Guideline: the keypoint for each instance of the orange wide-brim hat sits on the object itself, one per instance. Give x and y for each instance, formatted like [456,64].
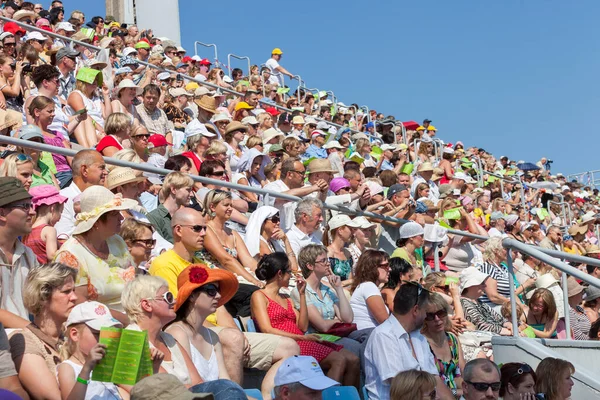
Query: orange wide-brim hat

* * *

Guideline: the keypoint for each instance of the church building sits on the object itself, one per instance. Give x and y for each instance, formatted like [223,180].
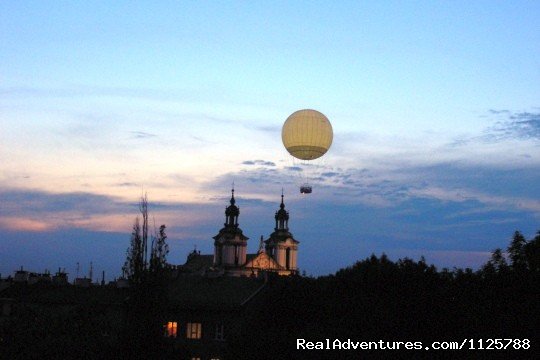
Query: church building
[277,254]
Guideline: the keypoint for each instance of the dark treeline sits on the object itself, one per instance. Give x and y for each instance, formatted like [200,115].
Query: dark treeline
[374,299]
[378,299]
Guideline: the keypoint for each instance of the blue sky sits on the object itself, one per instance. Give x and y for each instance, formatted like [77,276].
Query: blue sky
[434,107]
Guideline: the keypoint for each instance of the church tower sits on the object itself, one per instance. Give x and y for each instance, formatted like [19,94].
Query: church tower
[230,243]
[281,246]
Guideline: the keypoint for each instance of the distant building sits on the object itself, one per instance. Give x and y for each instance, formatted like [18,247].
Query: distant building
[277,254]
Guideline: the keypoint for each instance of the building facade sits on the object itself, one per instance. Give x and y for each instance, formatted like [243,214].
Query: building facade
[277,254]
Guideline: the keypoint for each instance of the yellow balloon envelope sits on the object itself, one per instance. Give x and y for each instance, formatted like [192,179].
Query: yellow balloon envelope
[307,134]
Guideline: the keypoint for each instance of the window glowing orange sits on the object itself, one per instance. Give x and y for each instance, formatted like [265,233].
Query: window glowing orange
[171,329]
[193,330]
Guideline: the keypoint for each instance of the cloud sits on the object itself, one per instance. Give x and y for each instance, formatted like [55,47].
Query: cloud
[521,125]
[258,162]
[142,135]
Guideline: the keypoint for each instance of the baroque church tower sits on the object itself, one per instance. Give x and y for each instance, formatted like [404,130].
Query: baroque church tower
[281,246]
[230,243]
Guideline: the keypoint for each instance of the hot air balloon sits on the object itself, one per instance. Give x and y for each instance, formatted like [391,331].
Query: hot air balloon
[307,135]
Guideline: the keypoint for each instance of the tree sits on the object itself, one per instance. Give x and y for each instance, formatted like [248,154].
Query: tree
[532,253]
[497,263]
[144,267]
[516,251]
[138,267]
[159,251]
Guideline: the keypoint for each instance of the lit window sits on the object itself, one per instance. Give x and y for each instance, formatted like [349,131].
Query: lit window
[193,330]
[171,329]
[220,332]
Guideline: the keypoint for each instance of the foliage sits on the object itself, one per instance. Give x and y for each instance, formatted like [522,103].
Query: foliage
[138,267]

What you are asked to do. Lay out the part of the listing that opens with the line containing "Guideline: the keypoint for each instance of the orange" and closes with the line containing "Query: orange wide-brim hat" as a Markdown table with the columns Row and Line, one row per line. Leave out blank lines and any pictures.

Output of the exercise.
| Row | Line |
|---|---|
| 1 | Guideline: the keypoint for each instance of the orange wide-brim hat sits on the object itself, one per instance. Give x and y for each instance, formatted like [456,64]. |
| 2 | Query: orange wide-brim hat |